■ **STATED EXERCISE**: Extend the blog post on academic writing with Pandoc, starting right after its final sentence.

■ **DOCUMENT EXTRACT**:

Academic Writing Using Pandoc

Posted on November 14, 2018 • 7 min read • 1,391 words

Markdown became one of the most powerful tools in my daily business of doing research. Nowadays, everyone faces a lot of writing work. While LaTeX which I learned during my studies at universities is a great deal for creating beautiful and reproducible documents without all the Microsoft Word hassles, it has some major drawbacks. Some people claim, it is way too hard to learn and not as understandable as WYSIWYG (what you see is what you get) editors, others – like me – are just annoyed by constantly having to type one of \ { }. If you are interested more into LaTeX, I suggest reaching out for your favorite search engine which will have plenty of ressources for reference. For me, markdown appeared as a perfect trade-off between these two worlds. Hence, I show you how you can also benefit from using pandoc for academic writing tasks.

Primer on Markdown

When talking (or writing) about markdown, I need to clarify that I will discuss here the pandoc markdown dialect. To my knowledge it is the most powerful dialect and conversion tool. Just have a look on the awesome conversion possibilities indicated on their homepage.

■ **ENTRIES SUPPLIED**:
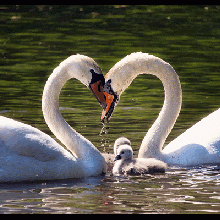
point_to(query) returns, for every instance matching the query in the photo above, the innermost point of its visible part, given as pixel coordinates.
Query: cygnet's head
(124, 152)
(121, 141)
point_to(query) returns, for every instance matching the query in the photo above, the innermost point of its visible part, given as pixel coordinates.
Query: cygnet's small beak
(118, 157)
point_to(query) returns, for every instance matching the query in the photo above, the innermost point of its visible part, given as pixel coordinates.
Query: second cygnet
(125, 164)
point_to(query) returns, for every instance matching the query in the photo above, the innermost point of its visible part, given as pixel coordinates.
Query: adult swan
(198, 145)
(27, 154)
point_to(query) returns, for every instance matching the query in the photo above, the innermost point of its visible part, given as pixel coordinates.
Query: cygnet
(125, 164)
(110, 157)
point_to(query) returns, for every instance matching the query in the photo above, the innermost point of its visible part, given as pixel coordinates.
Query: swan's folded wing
(29, 141)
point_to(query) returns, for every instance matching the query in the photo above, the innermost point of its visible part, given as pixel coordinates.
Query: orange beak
(109, 100)
(97, 90)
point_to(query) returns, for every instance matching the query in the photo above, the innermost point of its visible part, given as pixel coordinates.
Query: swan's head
(124, 152)
(120, 141)
(86, 70)
(96, 86)
(112, 100)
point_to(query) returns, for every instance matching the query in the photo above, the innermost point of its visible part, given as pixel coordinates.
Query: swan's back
(201, 142)
(29, 154)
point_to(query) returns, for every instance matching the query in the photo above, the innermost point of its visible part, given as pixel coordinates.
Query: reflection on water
(35, 39)
(180, 190)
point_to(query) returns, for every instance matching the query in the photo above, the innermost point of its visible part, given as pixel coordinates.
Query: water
(35, 39)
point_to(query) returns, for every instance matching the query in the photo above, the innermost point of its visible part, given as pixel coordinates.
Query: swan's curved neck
(76, 143)
(141, 63)
(154, 139)
(50, 106)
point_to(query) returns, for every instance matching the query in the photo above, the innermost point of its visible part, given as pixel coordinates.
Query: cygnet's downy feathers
(125, 164)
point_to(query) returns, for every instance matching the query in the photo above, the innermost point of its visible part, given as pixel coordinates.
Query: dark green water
(35, 39)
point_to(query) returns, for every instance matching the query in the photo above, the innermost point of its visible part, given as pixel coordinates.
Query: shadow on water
(35, 39)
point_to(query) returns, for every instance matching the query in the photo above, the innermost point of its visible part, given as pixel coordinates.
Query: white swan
(27, 154)
(125, 164)
(198, 145)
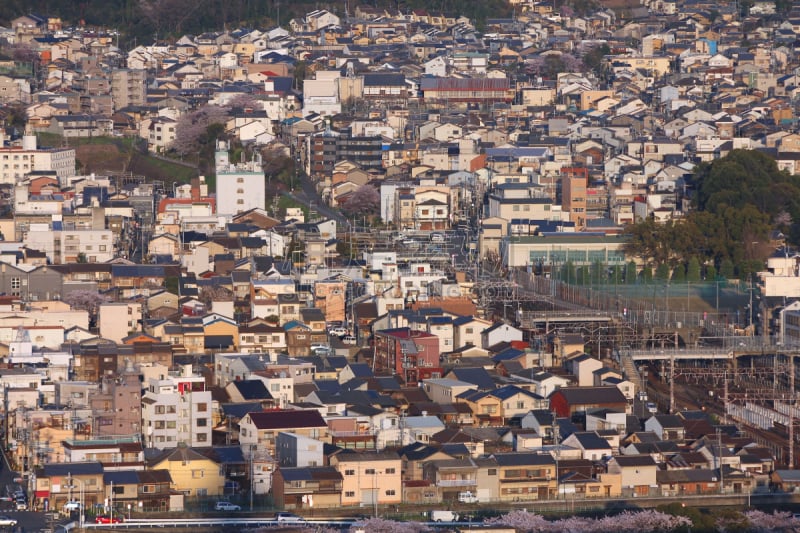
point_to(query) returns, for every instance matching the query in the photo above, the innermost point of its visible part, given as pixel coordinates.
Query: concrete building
(117, 320)
(95, 246)
(18, 161)
(239, 187)
(176, 410)
(128, 87)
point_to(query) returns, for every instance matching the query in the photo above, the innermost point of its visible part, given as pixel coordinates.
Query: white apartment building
(96, 246)
(16, 162)
(176, 409)
(239, 187)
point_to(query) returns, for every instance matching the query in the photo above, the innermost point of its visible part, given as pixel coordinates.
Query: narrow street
(28, 521)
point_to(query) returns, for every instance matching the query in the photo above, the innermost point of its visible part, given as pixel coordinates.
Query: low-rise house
(192, 473)
(368, 478)
(638, 473)
(262, 428)
(307, 487)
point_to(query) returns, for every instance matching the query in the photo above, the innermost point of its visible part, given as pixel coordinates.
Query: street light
(80, 501)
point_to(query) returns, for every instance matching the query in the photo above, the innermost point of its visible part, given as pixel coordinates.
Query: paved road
(28, 521)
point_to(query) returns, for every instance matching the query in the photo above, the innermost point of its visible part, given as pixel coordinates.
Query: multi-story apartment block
(128, 87)
(117, 320)
(16, 162)
(176, 409)
(117, 406)
(93, 246)
(239, 187)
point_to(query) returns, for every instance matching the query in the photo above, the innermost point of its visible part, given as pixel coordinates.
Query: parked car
(288, 517)
(444, 516)
(105, 519)
(72, 506)
(226, 506)
(467, 497)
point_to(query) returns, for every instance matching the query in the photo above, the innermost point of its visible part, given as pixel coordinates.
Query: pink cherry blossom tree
(381, 525)
(776, 521)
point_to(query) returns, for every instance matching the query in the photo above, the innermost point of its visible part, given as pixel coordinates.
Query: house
(368, 478)
(59, 483)
(583, 367)
(592, 446)
(307, 487)
(667, 427)
(639, 473)
(261, 428)
(525, 476)
(192, 473)
(153, 488)
(499, 332)
(567, 401)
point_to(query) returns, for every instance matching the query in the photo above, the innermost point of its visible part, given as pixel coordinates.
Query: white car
(288, 517)
(72, 506)
(226, 506)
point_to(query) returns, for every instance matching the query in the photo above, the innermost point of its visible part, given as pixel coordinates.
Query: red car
(105, 519)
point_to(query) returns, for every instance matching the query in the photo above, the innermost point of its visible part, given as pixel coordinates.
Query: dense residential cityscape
(380, 262)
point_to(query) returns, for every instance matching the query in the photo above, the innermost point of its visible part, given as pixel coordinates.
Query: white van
(444, 516)
(467, 497)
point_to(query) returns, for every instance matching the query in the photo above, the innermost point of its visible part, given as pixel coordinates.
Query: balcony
(456, 483)
(361, 433)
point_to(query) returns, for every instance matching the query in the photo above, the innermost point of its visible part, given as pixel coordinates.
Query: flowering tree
(381, 525)
(777, 521)
(638, 521)
(192, 129)
(87, 300)
(364, 200)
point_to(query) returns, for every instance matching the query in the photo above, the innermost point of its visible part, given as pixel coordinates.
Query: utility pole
(791, 410)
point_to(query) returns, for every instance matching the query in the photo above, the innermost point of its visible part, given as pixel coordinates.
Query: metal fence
(718, 304)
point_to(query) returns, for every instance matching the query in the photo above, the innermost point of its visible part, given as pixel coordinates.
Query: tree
(662, 272)
(365, 200)
(711, 273)
(679, 274)
(726, 269)
(693, 270)
(626, 521)
(86, 300)
(193, 130)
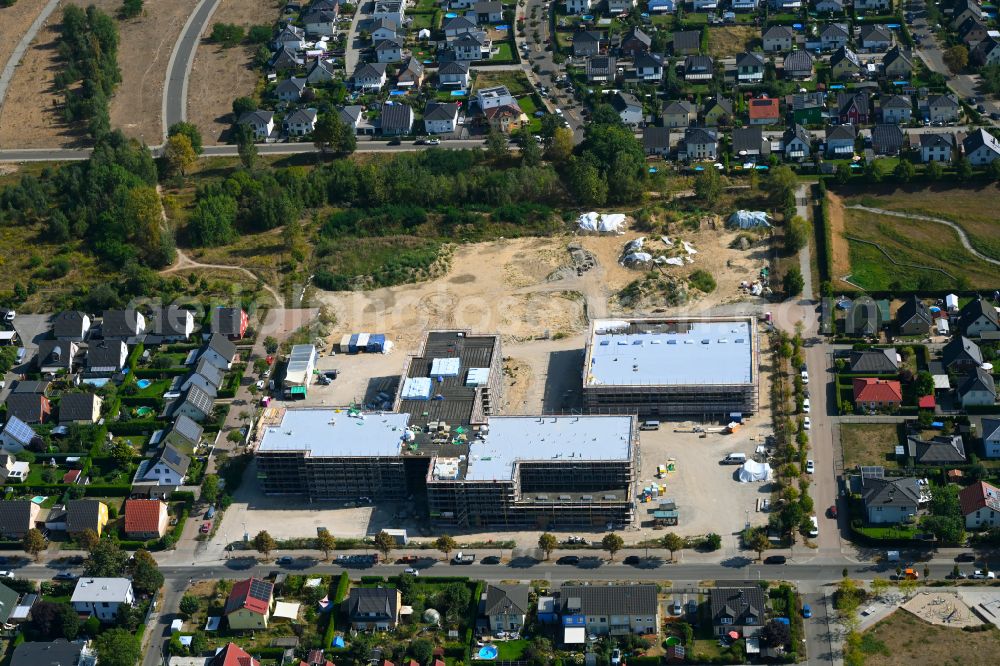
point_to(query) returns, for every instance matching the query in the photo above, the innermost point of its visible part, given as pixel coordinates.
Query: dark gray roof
(506, 600)
(899, 492)
(68, 324)
(608, 599)
(743, 605)
(372, 603)
(59, 652)
(878, 361)
(76, 407)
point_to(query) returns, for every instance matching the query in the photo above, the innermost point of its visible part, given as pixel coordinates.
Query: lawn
(868, 444)
(962, 205)
(904, 638)
(922, 249)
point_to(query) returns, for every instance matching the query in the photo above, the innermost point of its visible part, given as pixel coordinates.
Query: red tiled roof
(252, 594)
(233, 655)
(765, 108)
(869, 389)
(142, 516)
(979, 496)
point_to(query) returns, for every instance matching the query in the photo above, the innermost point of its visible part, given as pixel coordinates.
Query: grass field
(868, 444)
(927, 244)
(962, 205)
(904, 638)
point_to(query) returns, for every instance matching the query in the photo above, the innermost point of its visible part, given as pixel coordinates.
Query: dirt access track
(32, 115)
(218, 75)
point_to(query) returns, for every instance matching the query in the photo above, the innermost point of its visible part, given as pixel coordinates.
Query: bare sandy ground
(219, 75)
(143, 54)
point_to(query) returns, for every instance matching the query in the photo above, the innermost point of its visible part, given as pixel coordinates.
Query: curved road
(181, 60)
(925, 218)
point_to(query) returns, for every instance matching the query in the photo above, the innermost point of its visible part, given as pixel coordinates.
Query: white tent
(754, 471)
(747, 219)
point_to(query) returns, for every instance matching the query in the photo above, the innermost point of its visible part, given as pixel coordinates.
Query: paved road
(7, 75)
(181, 60)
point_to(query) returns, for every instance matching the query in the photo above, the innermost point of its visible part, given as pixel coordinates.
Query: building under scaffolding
(704, 368)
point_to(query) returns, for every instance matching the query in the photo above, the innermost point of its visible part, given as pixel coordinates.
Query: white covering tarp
(754, 471)
(609, 223)
(748, 219)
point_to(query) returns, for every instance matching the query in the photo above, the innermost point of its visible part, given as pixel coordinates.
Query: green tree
(673, 542)
(117, 647)
(264, 543)
(34, 543)
(792, 282)
(612, 543)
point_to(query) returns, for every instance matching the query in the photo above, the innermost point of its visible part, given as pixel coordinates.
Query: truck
(463, 558)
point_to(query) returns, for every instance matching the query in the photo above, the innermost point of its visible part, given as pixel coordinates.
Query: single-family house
(977, 389)
(55, 356)
(656, 140)
(648, 66)
(369, 76)
(749, 67)
(412, 74)
(249, 605)
(373, 608)
(936, 147)
(939, 450)
(979, 316)
(17, 517)
(980, 505)
(145, 519)
(913, 317)
(834, 36)
(86, 514)
(981, 148)
(889, 501)
(320, 23)
(875, 37)
(888, 139)
(840, 141)
(615, 610)
(687, 42)
(628, 107)
(505, 606)
(679, 113)
(764, 111)
(943, 109)
(876, 394)
(718, 111)
(778, 38)
(844, 64)
(80, 408)
(454, 73)
(300, 122)
(742, 609)
(698, 144)
(587, 43)
(600, 69)
(797, 143)
(991, 437)
(797, 65)
(71, 326)
(440, 118)
(896, 109)
(896, 64)
(749, 142)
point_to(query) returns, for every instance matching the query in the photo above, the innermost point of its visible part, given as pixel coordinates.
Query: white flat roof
(515, 438)
(677, 353)
(332, 432)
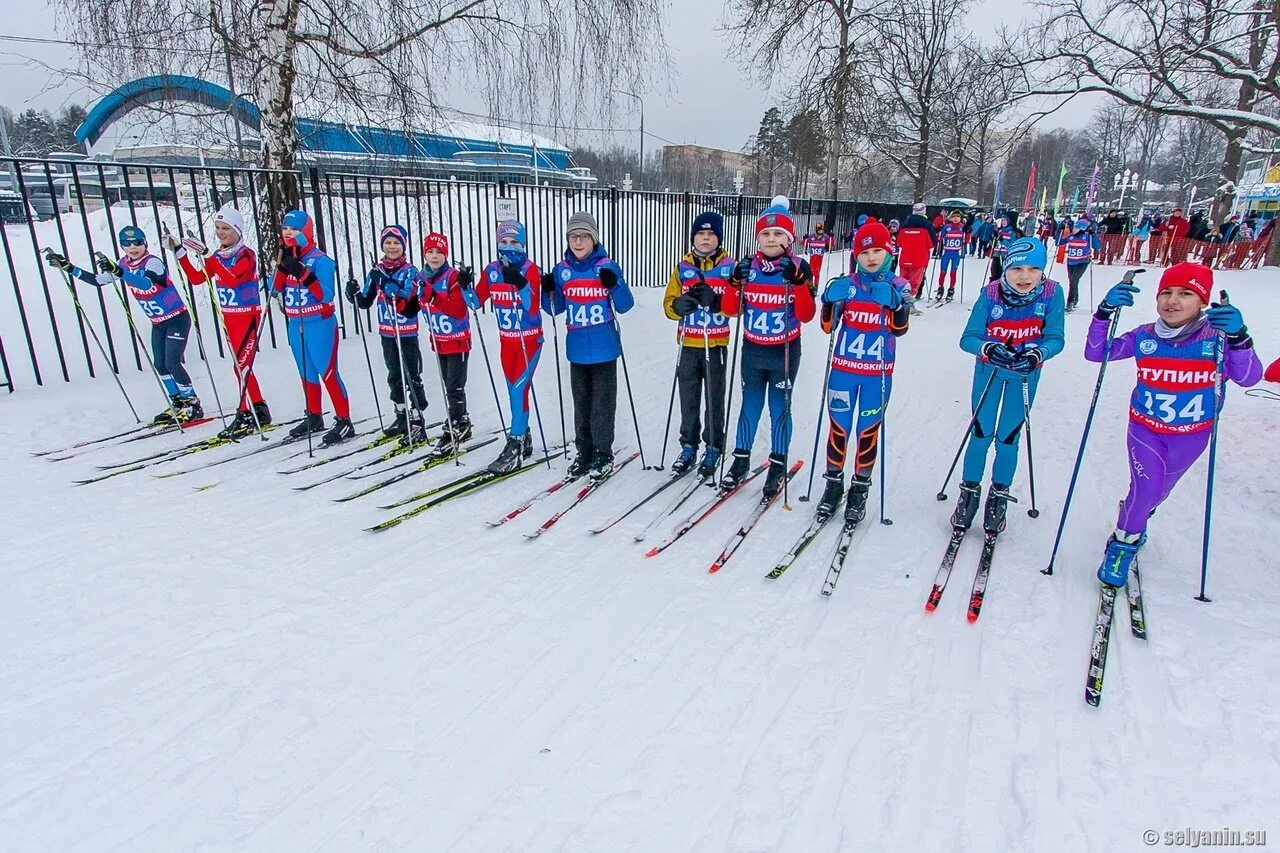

■ **WRITTEN RESPONSE**:
If you have not worked with markdown yet, let me shortly introduce to some of the basics. This will not be a complete tutorial to pandoc and there is way more functionality than I could describe in just one article. If you are interested have a look at the manual or leave me a comment what you need to know or need help with.

Basic Text / Paragraphs

Text is just plain text. There is nothing special about it. Just write it. That is the actual beauty of markdown. It allows you to focus on the most essential part of your writing. If you happen to need to indicate some formatting like italics, bold print or strikethrough text you have simple commands to your hand.

*bold* renders to bold*,
**italic** to italic**, and
~~strike~~ to strike

Headings

A heading in markdown is indicated by a hash sign # followed by the name of the heading. Different levels of headings just use the corresponding amount of hash signs. Normally, headlines will be numbered. Unnumbered headings can be added by appending {-} to the end of the heading – this is actually short for {.unnumbered}. Additionally, if you are going to output to latex or pdf files, starting with heading level 4 you have access to paragraphs.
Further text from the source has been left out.